EXCERPT PROVIDED
[Start of section]

Otto von Rosen

Personal information
- Born: Otto Carl Robert von Rosen 11 May 1884 Stockholm, Sweden
- Died: 26 May 1963 (aged 79) Halmstad, Sweden

Sport
- Sport: Sports shooting

= Otto von Rosen =

Swedish sports shooter

Otto Carl Robert von Rosen (11 May 1884 – 26 May 1963) was a Swedish military officer and sport shooter who participated in sabotage attacks during the First World War.

==Biography==
Baron Von Rosen was born in Solna, Sweden. He is reported to have been a charismatic individual who served as a lieutenant in the Swedish army. He represented his country in various shooting competitions and participated at the 1908 Summer Olympics in London. His best Olympic result was in the moving target small-bore rifle, where he placed 8th. In 1912, von Rosen moved to Finland, which, as a Grand Duchy, then formed part of the Russian Empire. Here, at the outbreak of the First World War, he became embroiled in the movement for Finnish independence.

In 1916, under the cover of his own trading company, covert links were established by von Rosen to the German General Staff. The latter provided him and his associates with explosives and sugar cubes containing tiny glass ampoules holding Bacillus anthracis (the causative agent of anthrax) spores in a liquid medium. These were shipped across the border to northern Finland where von Rosen and his guerrilla squad infiltrated remote Russian army garrisons and deposited the adulterated sugar cubes into feed troughs of horses and cattle. Entries in von Rosen's diary refer to the supply of anthrax cultures to rebels throughout northern Finland. In the winter of 1917, von Rosen was arrested in Karasjok Municipality in Finnmark, Norway. In his confiscated luggage were found maps of Russia and Finland, explosives, bottles with the toxin curare, and anthrax bacteria hidden in sugar lumps. Twenty-one days after his arrest, von Rosen was deported to Sweden.

Two of von Rosen's sugar lumps went unnoticed when they were displayed for approximately eight decades in a police museum in Trondheim, Norway. In 1997, after their rediscovery, they were sent to the Defence Evaluation Research Agency, Chemical and Biological Defence, in Porton Down, United Kingdom. Scientists here were able to confirm that the capillary tubes did contain DNA from B. anthracis.

[End of section]

TASK DETAILS
Using the text about Otto von Rosen, list everything it says was found in his confiscated luggage after his arrest.

SUPPLIED INFORMATION
[Start of section]

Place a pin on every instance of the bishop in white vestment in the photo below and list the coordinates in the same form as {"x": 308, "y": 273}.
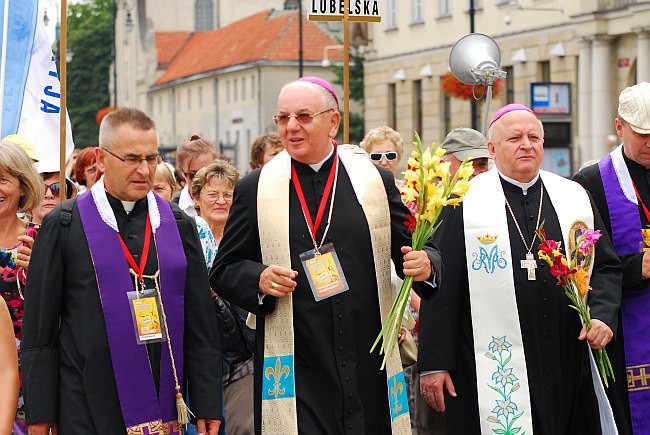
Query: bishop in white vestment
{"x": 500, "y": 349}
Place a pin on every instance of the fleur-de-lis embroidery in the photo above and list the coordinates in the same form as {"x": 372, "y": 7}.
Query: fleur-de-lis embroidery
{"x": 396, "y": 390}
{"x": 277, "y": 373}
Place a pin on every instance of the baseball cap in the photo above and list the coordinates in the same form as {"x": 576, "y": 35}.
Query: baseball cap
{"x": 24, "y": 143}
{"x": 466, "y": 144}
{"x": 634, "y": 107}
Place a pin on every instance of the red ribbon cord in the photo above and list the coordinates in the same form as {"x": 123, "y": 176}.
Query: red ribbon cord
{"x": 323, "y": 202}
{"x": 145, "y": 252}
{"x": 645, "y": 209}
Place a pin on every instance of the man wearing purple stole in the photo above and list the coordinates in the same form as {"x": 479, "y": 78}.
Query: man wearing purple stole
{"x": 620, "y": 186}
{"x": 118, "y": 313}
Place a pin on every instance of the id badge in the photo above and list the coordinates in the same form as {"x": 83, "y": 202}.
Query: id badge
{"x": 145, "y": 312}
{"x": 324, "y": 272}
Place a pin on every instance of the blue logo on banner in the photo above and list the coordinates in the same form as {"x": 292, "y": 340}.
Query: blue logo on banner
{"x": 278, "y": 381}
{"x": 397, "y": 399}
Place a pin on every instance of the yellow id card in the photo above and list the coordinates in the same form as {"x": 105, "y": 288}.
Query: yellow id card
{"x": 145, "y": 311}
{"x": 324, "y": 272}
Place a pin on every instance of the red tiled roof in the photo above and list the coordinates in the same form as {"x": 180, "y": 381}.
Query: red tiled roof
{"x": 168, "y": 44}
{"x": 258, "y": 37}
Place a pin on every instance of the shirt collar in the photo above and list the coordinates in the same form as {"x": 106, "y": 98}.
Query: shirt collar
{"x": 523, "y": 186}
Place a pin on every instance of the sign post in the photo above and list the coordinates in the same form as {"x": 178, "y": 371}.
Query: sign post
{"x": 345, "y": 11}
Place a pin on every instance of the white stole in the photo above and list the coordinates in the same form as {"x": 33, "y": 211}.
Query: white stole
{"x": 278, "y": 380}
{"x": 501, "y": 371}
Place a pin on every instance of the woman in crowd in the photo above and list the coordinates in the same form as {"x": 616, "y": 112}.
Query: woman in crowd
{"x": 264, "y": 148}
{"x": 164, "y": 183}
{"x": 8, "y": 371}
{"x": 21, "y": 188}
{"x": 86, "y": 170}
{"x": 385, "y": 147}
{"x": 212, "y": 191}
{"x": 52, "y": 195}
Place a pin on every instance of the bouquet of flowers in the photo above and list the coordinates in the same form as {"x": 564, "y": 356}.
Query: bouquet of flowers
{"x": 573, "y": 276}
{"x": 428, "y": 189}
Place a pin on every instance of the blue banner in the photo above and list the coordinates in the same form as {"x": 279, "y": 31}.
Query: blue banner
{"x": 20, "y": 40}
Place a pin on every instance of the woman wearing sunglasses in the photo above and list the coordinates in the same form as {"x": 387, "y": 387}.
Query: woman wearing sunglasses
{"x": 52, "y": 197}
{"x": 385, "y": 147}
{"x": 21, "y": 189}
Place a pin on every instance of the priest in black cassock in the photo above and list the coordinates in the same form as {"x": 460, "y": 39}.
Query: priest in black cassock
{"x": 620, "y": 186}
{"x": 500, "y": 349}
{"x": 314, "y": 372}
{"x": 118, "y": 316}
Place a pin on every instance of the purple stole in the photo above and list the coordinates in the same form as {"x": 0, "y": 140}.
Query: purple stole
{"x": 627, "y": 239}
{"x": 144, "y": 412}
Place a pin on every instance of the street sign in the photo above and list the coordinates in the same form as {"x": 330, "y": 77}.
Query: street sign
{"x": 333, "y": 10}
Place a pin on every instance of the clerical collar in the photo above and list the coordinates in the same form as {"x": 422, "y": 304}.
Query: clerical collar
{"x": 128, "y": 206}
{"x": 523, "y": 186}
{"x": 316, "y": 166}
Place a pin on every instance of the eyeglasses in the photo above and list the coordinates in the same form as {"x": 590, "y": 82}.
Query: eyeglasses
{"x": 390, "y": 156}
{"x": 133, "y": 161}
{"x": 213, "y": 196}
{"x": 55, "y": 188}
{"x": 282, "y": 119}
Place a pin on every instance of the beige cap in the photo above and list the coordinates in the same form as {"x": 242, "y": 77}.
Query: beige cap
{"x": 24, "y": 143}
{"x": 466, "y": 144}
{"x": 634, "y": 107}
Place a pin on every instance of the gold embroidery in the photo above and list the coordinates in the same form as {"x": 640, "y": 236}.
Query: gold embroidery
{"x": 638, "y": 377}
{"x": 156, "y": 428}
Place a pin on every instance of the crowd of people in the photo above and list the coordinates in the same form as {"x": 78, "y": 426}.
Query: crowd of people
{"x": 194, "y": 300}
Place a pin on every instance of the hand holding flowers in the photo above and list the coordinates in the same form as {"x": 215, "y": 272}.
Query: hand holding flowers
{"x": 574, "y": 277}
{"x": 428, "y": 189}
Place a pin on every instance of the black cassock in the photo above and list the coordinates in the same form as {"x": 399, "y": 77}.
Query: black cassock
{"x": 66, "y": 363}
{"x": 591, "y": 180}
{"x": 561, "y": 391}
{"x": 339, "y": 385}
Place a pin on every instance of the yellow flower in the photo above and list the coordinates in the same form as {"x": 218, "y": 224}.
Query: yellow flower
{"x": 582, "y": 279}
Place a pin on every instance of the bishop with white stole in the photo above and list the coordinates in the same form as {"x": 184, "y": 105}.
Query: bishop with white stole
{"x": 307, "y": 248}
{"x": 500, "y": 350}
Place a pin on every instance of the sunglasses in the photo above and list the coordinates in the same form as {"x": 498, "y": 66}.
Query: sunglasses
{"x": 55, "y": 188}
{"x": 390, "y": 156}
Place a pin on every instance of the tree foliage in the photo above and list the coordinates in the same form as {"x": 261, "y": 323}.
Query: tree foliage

[End of section]
[Start of section]

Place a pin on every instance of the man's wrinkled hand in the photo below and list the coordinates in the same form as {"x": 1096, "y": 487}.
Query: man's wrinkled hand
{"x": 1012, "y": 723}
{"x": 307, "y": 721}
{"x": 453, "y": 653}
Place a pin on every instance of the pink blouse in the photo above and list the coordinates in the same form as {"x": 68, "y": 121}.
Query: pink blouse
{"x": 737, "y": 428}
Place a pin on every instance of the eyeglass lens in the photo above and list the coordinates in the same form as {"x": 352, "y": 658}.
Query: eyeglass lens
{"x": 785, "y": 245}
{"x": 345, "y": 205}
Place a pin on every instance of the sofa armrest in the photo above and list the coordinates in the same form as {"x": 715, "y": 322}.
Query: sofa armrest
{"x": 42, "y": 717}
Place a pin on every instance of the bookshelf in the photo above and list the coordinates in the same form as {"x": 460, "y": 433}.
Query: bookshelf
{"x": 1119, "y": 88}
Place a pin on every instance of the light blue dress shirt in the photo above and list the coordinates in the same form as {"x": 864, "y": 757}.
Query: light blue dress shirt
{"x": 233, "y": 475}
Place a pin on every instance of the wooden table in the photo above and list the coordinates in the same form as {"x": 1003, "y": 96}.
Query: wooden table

[End of section]

REPLY
- Maps of Russia and Finland
- Explosives
- Bottles with the toxin curare
- Anthrax bacteria hidden in sugar lumps